* _STUDY TEXT_

————

As the Centre Pompidou is gradually closing its doors for a five-year stretch, Cinéma du réel is moving the 47th edition to its new base on the Left Bank of Paris, between St Germain des Prés and the Latin Quarter, hosted by four independent cinemas, four institutions dear to Parisian cinema lovers. While this “relocation” is forcing some major organisational upheavals on us and some new habits for our audiences, it sets the festival in the city centre, offering street frontage and the promise of bringing in new audiences. It also anchors our programming in its favourite screening venue – the cinema theatre – and affirms our determination to be a privileged partner of distribution and exhibition professionals.
So, our thanks go out to the teams of L’Arlequin, Le Reflet Médicis, Le St André des arts, the Christine Cinéma Club as well as the theatre of the Alliance française for their collaboration and hospitality. As it is with them that we will be living for eight days.
A space for inhabiting the world. This is what the festival would be. This is what we are working hard for it to be. Modestly, just for a while, but intensely, but together. A place to inhabit the world and experience there the stories of our present that help us to think differently about our way of living and acting in our daily life. A place not only to wonder What to do? but also, as the title of our Réel University Day says, to What will we do! / Make sure that we do!
This strength of Art, and of documentary cinema perhaps more than any other, is to tackle the chaos of the world head-on and try to find a way out. This is what interconnects the films that we have chosen to programme in the different sections of the festival.
A profusion of forms, the singularity of voices and ways of seeing, this year again our competition asserts an open vision of contemporary documentary cinema that stems from subjective, personal and “situated” positions and produces an overall view of the world. This idea – which Festival Conversations will explore this year – that there is no neutrality in a gaze but rather different ways of relating to situations and states of the world enables us to claim the cinema as the place of a counter-history and the festival as a possible space for bringing it to light.

————

* _DATA FOR ANALYSIS_
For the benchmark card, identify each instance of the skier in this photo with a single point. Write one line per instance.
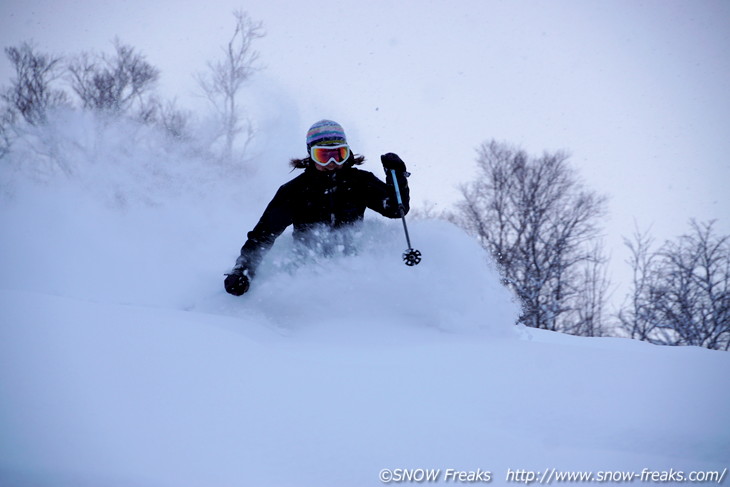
(330, 194)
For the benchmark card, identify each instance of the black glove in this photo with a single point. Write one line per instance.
(236, 282)
(392, 161)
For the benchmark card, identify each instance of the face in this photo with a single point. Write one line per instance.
(329, 167)
(337, 155)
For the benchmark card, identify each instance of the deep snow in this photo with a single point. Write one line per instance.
(124, 363)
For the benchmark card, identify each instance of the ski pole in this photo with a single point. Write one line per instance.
(411, 257)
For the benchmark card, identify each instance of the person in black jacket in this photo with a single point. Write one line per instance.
(330, 194)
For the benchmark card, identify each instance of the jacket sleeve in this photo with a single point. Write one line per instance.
(273, 222)
(381, 196)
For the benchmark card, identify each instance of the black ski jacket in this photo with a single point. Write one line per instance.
(321, 198)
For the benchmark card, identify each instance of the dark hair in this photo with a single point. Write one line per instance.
(353, 160)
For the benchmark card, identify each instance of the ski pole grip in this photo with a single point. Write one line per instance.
(397, 188)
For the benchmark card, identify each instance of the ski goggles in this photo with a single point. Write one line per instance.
(327, 154)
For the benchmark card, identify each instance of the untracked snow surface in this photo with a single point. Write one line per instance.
(124, 363)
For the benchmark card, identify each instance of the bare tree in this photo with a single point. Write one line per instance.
(225, 78)
(30, 93)
(540, 225)
(681, 292)
(112, 83)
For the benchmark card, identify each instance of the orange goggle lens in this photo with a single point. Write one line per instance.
(324, 155)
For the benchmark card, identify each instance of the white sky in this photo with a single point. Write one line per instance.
(637, 91)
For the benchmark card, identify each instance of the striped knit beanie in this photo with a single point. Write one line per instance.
(325, 131)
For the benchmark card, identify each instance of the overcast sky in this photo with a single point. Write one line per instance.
(637, 91)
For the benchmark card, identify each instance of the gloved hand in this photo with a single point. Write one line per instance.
(392, 161)
(236, 282)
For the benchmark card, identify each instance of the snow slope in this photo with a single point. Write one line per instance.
(123, 362)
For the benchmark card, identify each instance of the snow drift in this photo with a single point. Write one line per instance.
(124, 363)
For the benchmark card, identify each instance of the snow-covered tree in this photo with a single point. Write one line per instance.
(31, 93)
(113, 83)
(541, 226)
(681, 292)
(223, 81)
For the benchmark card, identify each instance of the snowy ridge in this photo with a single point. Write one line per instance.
(124, 363)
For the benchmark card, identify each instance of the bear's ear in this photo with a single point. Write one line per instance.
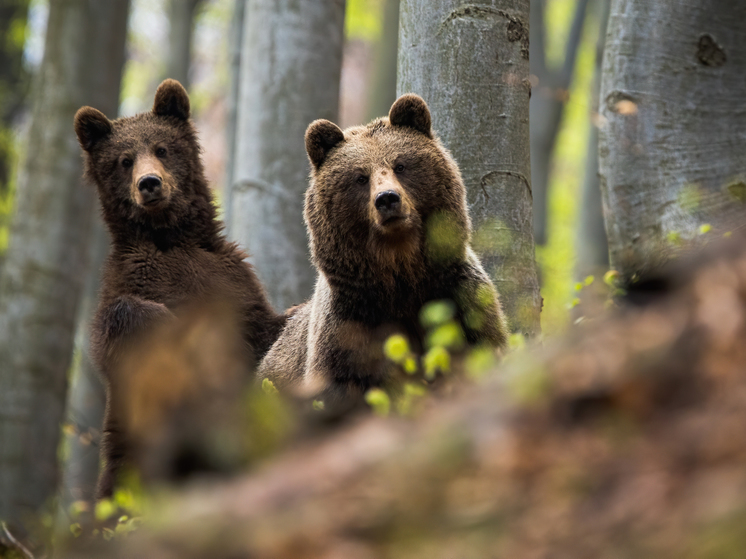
(321, 136)
(171, 99)
(91, 126)
(410, 110)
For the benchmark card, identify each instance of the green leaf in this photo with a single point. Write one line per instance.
(410, 365)
(105, 509)
(396, 348)
(436, 359)
(447, 335)
(436, 313)
(379, 401)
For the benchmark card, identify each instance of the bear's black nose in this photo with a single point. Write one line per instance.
(149, 187)
(388, 204)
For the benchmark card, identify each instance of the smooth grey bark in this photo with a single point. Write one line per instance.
(12, 82)
(592, 245)
(235, 42)
(672, 151)
(548, 100)
(86, 397)
(470, 63)
(47, 257)
(181, 30)
(383, 86)
(290, 68)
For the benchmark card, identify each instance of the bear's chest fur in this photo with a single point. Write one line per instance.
(174, 275)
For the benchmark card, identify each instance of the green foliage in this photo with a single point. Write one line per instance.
(437, 359)
(557, 258)
(396, 348)
(363, 19)
(435, 313)
(379, 401)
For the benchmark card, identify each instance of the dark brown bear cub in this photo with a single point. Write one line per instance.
(168, 253)
(389, 231)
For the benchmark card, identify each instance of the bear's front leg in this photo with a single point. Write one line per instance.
(482, 317)
(117, 325)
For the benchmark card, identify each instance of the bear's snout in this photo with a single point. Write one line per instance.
(388, 204)
(150, 187)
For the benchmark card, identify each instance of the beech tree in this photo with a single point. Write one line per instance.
(470, 64)
(290, 67)
(181, 31)
(46, 261)
(672, 147)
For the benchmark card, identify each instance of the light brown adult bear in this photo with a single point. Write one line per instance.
(389, 231)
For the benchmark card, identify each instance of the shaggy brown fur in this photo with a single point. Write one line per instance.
(168, 252)
(389, 229)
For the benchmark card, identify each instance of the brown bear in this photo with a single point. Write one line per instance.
(389, 231)
(167, 253)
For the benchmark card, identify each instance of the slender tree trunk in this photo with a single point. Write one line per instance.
(470, 63)
(547, 105)
(383, 87)
(47, 257)
(593, 247)
(181, 21)
(672, 152)
(86, 399)
(13, 87)
(290, 68)
(236, 40)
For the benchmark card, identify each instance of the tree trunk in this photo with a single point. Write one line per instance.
(383, 86)
(290, 68)
(181, 21)
(47, 257)
(470, 63)
(547, 105)
(87, 397)
(672, 151)
(235, 42)
(593, 247)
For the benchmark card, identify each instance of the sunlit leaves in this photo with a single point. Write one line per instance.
(379, 401)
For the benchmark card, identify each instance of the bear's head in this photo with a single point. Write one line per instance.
(387, 196)
(147, 167)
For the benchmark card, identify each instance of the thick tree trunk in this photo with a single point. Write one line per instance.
(181, 21)
(672, 153)
(383, 87)
(470, 63)
(235, 42)
(547, 105)
(593, 247)
(290, 68)
(47, 258)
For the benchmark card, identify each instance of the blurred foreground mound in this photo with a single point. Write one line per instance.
(627, 441)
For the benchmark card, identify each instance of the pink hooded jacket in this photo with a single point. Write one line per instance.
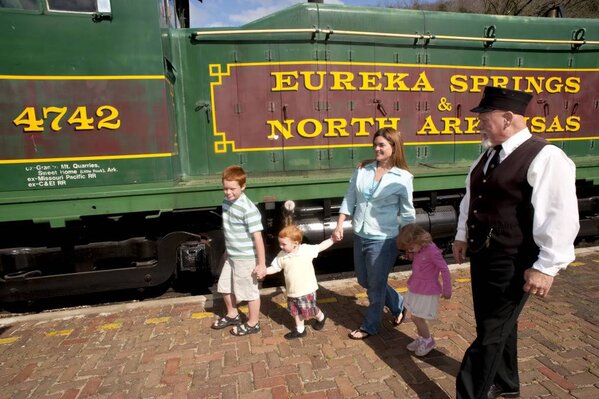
(428, 263)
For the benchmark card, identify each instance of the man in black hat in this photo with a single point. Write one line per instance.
(518, 221)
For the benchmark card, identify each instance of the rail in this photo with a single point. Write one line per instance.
(417, 36)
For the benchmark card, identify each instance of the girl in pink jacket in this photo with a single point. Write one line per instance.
(424, 288)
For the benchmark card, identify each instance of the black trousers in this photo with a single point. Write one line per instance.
(497, 280)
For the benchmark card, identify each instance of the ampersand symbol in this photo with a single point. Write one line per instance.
(444, 105)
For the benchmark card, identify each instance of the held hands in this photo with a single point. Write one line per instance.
(260, 271)
(337, 234)
(537, 283)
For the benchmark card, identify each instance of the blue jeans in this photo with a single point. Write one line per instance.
(373, 260)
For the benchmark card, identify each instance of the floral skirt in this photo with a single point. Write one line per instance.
(423, 306)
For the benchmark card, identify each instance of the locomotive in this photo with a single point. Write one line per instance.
(116, 120)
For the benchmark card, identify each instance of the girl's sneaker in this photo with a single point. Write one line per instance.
(426, 345)
(414, 344)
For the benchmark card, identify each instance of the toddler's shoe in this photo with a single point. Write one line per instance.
(412, 346)
(426, 345)
(295, 334)
(319, 325)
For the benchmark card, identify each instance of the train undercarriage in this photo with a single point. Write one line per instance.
(144, 250)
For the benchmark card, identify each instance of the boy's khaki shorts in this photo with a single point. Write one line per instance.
(237, 278)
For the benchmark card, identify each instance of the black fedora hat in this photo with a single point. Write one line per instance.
(503, 99)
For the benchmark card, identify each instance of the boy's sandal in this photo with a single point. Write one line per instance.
(226, 321)
(397, 320)
(245, 329)
(359, 334)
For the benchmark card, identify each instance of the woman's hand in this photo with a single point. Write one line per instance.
(459, 250)
(337, 234)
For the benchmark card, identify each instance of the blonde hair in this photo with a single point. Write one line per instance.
(292, 232)
(412, 234)
(394, 138)
(235, 173)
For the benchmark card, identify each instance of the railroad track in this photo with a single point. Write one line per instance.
(337, 266)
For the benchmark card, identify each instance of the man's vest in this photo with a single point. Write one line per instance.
(501, 214)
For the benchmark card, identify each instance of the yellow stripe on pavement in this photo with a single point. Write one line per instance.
(202, 315)
(157, 320)
(9, 340)
(59, 333)
(110, 326)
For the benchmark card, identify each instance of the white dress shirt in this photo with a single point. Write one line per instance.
(552, 176)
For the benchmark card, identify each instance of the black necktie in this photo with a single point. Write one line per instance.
(495, 160)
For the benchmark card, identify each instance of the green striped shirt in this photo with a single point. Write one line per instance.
(241, 218)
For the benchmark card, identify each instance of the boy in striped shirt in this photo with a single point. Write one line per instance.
(245, 261)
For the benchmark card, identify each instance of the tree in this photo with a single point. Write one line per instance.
(565, 8)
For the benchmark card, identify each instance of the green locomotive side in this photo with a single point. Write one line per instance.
(116, 122)
(302, 91)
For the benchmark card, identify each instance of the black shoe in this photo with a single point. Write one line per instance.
(295, 334)
(319, 325)
(496, 392)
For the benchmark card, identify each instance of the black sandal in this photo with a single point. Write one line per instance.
(364, 334)
(226, 321)
(397, 320)
(245, 329)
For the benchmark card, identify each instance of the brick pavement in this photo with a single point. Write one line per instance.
(165, 349)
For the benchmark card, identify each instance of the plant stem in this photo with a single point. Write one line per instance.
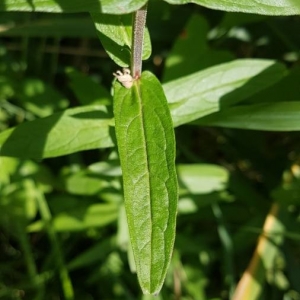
(139, 21)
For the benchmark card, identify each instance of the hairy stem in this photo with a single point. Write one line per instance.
(139, 21)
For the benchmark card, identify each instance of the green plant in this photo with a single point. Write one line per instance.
(227, 94)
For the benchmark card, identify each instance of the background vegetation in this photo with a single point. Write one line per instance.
(62, 232)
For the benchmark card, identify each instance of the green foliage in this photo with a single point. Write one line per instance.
(92, 163)
(146, 146)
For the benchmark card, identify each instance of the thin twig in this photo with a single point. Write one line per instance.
(139, 21)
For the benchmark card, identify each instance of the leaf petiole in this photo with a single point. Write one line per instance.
(139, 21)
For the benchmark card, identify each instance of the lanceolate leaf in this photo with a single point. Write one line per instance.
(71, 6)
(264, 7)
(146, 145)
(59, 134)
(280, 116)
(115, 33)
(202, 93)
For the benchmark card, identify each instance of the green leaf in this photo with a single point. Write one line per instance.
(208, 91)
(280, 116)
(191, 52)
(115, 33)
(262, 7)
(146, 146)
(73, 130)
(72, 6)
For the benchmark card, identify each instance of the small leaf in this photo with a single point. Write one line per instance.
(115, 33)
(279, 116)
(73, 130)
(205, 92)
(262, 7)
(72, 6)
(146, 146)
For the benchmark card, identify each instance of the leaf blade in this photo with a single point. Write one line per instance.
(205, 92)
(147, 152)
(279, 116)
(73, 6)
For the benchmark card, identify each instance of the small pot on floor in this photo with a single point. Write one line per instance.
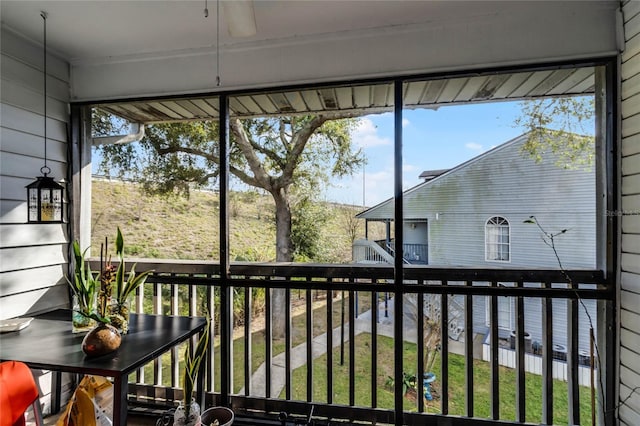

————

* _ASSIGNMENT 1_
Condense the paragraph of the festival text that begins "As the Centre Pompidou is gradually closing" into a short list that keeps its main facts.
* _ASSIGNMENT 2_
From the festival text, extract everything from "So, our thanks" down to "that we do!".

* _EXERCISE RESPONSE 1_
- The Centre Pompidou is closing for five years, so Cinéma du réel is moving its 47th edition to the Left Bank of Paris, between St Germain des Prés and the Latin Quarter.
- Four independent cinemas will host the festival.
- The move brings major organizational upheavals and new habits for audiences.
- It also places the festival in the city center, with street frontage and the promise of new audiences.
- It anchors the programming in the cinema theatre.
- It affirms the festival's aim to be a privileged partner of distribution and exhibition professionals.

* _EXERCISE RESPONSE 2_
So, our thanks go out to the teams of L’Arlequin, Le Reflet Médicis, Le St André des arts, the Christine Cinéma Club as well as the theatre of the Alliance française for their collaboration and hospitality. As it is with them that we will be living for eight days.
A space for inhabiting the world. This is what the festival would be. This is what we are working hard for it to be. Modestly, just for a while, but intensely, but together. A place to inhabit the world and experience there the stories of our present that help us to think differently about our way of living and acting in our daily life. A place not only to wonder What to do? but also, as the title of our Réel University Day says, to What will we do! / Make sure that we do!